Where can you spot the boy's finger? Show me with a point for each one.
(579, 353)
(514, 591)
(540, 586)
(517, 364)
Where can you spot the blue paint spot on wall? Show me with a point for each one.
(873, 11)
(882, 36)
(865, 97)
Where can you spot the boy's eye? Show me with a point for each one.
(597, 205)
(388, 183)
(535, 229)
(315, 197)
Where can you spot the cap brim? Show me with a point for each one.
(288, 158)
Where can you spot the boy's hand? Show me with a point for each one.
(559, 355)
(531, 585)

* _Task objective_
Rewrite every line above, requests included, and shift each coordinate in the answers by -104.

* _Written response_
Where can you spot the boy's finger? Show me with a point for each one.
(475, 249)
(410, 487)
(436, 482)
(413, 260)
Where can you spot the blue paint spot on wall? Show me with a point for each one.
(769, -93)
(778, -68)
(761, -7)
Where can you spot the boy's eye? Show me with a point for each one.
(493, 101)
(284, 79)
(431, 125)
(211, 93)
Where can you spot the cap brim? Show me with a point for each one.
(184, 54)
Where can you spot the boy's hand? Show me with a point for each one.
(455, 251)
(427, 481)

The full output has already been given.